#### What is needed
Each of the lines below must be restated exactly.

#### Material provided
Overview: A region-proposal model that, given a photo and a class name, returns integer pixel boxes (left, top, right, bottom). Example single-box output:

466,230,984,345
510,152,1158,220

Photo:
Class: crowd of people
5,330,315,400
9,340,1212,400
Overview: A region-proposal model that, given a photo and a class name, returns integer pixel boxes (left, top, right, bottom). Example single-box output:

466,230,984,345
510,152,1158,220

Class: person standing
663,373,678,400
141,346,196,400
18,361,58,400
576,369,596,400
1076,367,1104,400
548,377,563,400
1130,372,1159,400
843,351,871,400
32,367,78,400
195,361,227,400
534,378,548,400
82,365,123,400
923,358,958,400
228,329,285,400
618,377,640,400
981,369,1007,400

#### Answer area
Overview: A region-proposal model that, given a photo and a class name, returns integer pixel boxes (left, top, right, bottom). Example single-box output:

466,230,984,345
510,152,1158,220

Photo:
Class: crowd of people
5,330,315,400
9,340,1212,400
Overview: A region-proposal model that, given a photo and a class name, returns integer pixel boxes (left, top, right, bottom). Example single-box output:

466,230,984,345
510,152,1158,220

Class: person standing
663,373,678,400
141,346,196,400
18,361,58,400
576,369,596,400
1076,367,1104,400
548,377,563,400
1130,372,1159,400
843,351,871,400
32,367,78,400
195,361,227,400
534,378,548,400
82,365,123,400
923,358,958,400
228,329,285,400
618,377,640,400
981,369,1007,400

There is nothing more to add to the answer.